Given instruction
Please return, unchanged and in order, every line of the records that follows, starting at the line that contains "the wood grain" and stopping after the final line of the records.

Records shown

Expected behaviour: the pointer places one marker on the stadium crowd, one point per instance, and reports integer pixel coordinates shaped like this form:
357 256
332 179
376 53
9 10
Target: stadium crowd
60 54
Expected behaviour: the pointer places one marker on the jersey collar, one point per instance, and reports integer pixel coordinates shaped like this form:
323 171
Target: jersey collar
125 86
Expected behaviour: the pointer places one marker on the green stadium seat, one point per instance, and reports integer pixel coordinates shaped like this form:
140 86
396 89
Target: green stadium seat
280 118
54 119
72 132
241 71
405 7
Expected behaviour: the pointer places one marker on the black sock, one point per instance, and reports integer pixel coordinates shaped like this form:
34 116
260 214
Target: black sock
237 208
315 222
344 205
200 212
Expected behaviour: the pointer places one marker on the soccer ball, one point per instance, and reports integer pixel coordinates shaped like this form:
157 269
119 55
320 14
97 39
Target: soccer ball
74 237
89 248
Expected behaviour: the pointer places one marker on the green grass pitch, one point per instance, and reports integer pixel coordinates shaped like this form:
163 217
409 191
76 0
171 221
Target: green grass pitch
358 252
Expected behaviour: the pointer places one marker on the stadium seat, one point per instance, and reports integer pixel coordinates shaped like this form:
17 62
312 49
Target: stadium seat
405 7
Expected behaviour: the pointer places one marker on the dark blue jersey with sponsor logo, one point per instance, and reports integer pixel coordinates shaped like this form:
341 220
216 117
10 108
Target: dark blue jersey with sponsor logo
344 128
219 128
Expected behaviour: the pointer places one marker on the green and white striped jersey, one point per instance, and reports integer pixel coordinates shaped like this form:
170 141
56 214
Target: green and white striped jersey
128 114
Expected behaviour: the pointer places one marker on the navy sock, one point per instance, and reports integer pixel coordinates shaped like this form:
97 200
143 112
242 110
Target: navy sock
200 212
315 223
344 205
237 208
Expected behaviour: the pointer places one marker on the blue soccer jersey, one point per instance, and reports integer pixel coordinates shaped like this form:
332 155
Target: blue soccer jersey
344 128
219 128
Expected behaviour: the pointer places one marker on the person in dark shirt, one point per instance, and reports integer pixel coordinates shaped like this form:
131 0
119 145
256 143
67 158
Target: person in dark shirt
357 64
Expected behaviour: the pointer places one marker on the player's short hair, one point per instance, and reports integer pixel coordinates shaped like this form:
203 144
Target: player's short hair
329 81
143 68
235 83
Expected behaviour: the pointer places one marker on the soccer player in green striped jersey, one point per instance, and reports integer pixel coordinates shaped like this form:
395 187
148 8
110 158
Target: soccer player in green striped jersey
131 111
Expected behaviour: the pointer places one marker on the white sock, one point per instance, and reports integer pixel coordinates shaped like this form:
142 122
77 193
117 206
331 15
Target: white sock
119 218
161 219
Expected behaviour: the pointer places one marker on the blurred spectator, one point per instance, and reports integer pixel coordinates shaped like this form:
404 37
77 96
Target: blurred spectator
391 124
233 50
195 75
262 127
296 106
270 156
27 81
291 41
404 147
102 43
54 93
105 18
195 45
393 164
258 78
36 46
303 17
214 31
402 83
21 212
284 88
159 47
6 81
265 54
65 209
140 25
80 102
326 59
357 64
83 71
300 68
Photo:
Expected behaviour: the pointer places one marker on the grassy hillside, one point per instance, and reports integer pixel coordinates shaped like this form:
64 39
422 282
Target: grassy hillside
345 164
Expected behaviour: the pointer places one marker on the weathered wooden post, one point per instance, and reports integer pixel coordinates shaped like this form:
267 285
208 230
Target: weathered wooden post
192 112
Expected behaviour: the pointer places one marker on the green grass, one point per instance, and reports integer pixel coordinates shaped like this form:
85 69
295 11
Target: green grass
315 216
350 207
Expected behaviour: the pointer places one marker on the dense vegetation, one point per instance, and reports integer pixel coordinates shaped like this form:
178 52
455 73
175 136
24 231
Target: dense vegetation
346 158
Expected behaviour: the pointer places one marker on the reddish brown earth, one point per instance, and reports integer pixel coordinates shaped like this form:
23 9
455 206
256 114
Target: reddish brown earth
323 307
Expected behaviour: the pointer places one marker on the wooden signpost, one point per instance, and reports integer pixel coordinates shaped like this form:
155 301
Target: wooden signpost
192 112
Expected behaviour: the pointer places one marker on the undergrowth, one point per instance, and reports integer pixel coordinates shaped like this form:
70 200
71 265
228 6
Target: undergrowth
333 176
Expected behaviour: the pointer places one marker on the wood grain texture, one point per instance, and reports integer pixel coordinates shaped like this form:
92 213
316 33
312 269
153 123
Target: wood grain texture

Answer for the task
Expected behaviour: the pointer places one marker on the wood grain texture, one point per instance, and reports integer pixel coordinates shaped like this form:
92 213
316 33
312 269
153 123
Target: wood grain texture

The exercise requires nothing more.